**Task**
Copy everything from "This conclusion, but" down to "Right, So these." in the transcript about getting people onto the same team.

— begin Quoted passage —

And you know, Alport wrote.
This all out of the fifties, but really this is very intuitive. I mean, people have surely recognized for centuries that you put people on the same team, and they're more likely to get along, right, if there's really a shared purpose there.
Right, So if.
We've known this for decades, if not centuries, then why have we not solved our human tribal problem?
Right?
And I think the answer is twofold. The optimistic part is to some extent we already have. I mean, as my colleague Stephen Pinker has documented with a lot of resistance to people who don't like.
This conclusion, but it's very well supported, is that.
Humans have over millennia and centuries and decades become overall more peaceful and less milor right.
And although there's been a.
Reversal in recent years unfortunately, but nothing close to sort of at the level of the overall arc of our history. And really every modern city is a testament to the idea that people with different cultures, different races, different ethnicities and religions can view each other more as fellow citizens and cooperation partners than as enemies to be distrusted.
Right, So these.
Can grow organically, right, And we see this in other contexts where there's an immediate need. During World War Two, there was you know, we needed soldiers in the United States, and there was a push to have racially integrated units in the military. But some people thought this would never work. You could never have white people and were then called negroes fighting with each other against the common enemy. And some people said, well, we've got to try, and we
think this could work. And it worked beautifully, right, And the US military was far ahead of the rest of civilian life in the US in terms of racial integration. Likewise, in sports, you know, just when there's a warn tobe one or a game to be won, you want the best players playing together and working together. And that's a
kind of circumscribed context where that can to work. So part of the answer is in the right when circumstances demand it, you can get cooperation across tense lines of division. The challenge is how do you engineer it where the ball doesn't seem to be rolling in the right direction right, and where we have these divisions, in these levels of
distrust and disrespect, how do we engineer that deliberately? So my thinking was, well, we need a way to get people from opposite sides of whatever divide the same team. So you know, this can be Republicans and Democrats in the US, or Jews and Arab slash Palestinians in Israel, Gaza, or Hindus and Muslims in India. You got to get people on the same team. Okay, how do you do that? Well, you need to put people on the same team. It needs to be scalable and it needs to be fun.
My lab's answer to that was a cooperative quiz game which was originally developed with my amazing grad student Van d Philippus, and now those work is being led by the amazing Lucas Woodley.
So this game is now called Tango.

— end Quoted passage —
— begin Provided material —

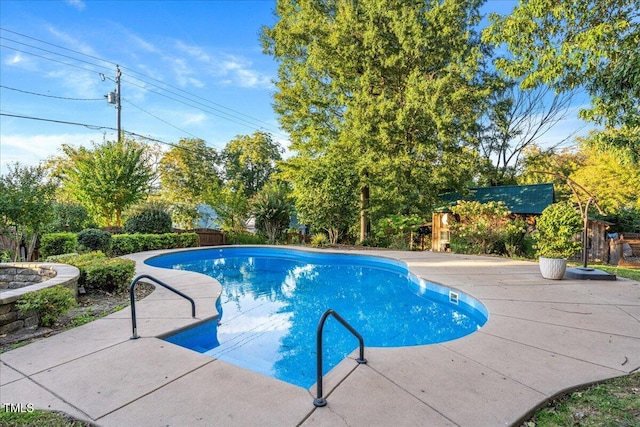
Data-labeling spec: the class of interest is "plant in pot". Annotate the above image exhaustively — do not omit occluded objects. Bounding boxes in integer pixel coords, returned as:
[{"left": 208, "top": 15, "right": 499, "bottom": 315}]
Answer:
[{"left": 532, "top": 202, "right": 582, "bottom": 280}]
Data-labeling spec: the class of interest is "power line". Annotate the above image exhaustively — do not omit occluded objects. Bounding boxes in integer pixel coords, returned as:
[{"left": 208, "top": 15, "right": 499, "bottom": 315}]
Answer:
[
  {"left": 0, "top": 27, "right": 288, "bottom": 138},
  {"left": 122, "top": 98, "right": 202, "bottom": 139},
  {"left": 0, "top": 85, "right": 104, "bottom": 101},
  {"left": 0, "top": 111, "right": 218, "bottom": 154}
]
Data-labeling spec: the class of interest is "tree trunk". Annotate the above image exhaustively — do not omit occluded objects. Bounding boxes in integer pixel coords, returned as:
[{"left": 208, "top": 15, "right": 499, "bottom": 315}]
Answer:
[{"left": 360, "top": 185, "right": 369, "bottom": 242}]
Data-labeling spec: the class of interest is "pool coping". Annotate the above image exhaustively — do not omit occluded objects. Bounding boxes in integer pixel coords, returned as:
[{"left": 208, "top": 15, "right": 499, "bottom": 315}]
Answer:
[{"left": 0, "top": 247, "right": 640, "bottom": 426}]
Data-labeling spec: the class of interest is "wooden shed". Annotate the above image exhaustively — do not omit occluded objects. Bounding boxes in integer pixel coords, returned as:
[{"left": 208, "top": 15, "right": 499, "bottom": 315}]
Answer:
[{"left": 431, "top": 184, "right": 555, "bottom": 252}]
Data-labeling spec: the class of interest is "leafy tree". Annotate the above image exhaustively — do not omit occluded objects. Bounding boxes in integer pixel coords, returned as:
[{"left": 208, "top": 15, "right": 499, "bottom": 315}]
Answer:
[
  {"left": 0, "top": 163, "right": 57, "bottom": 261},
  {"left": 54, "top": 140, "right": 154, "bottom": 227},
  {"left": 284, "top": 152, "right": 359, "bottom": 244},
  {"left": 204, "top": 185, "right": 250, "bottom": 233},
  {"left": 124, "top": 206, "right": 173, "bottom": 234},
  {"left": 158, "top": 139, "right": 222, "bottom": 229},
  {"left": 478, "top": 79, "right": 573, "bottom": 186},
  {"left": 483, "top": 0, "right": 640, "bottom": 162},
  {"left": 570, "top": 140, "right": 640, "bottom": 214},
  {"left": 251, "top": 184, "right": 292, "bottom": 244},
  {"left": 222, "top": 131, "right": 282, "bottom": 198},
  {"left": 518, "top": 145, "right": 586, "bottom": 200},
  {"left": 263, "top": 0, "right": 486, "bottom": 240}
]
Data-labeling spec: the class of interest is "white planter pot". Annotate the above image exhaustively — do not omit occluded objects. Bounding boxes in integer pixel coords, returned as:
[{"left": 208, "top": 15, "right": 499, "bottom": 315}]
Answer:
[{"left": 539, "top": 257, "right": 567, "bottom": 280}]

— end Provided material —

**Response to the exercise**
This conclusion, but it's very well supported, is that.
Humans have over millennia and centuries and decades become overall more peaceful and less milor right.
And although there's been a.
Reversal in recent years unfortunately, but nothing close to sort of at the level of the overall arc of our history. And really every modern city is a testament to the idea that people with different cultures, different races, different ethnicities and religions can view each other more as fellow citizens and cooperation partners than as enemies to be distrusted.
Right, So these.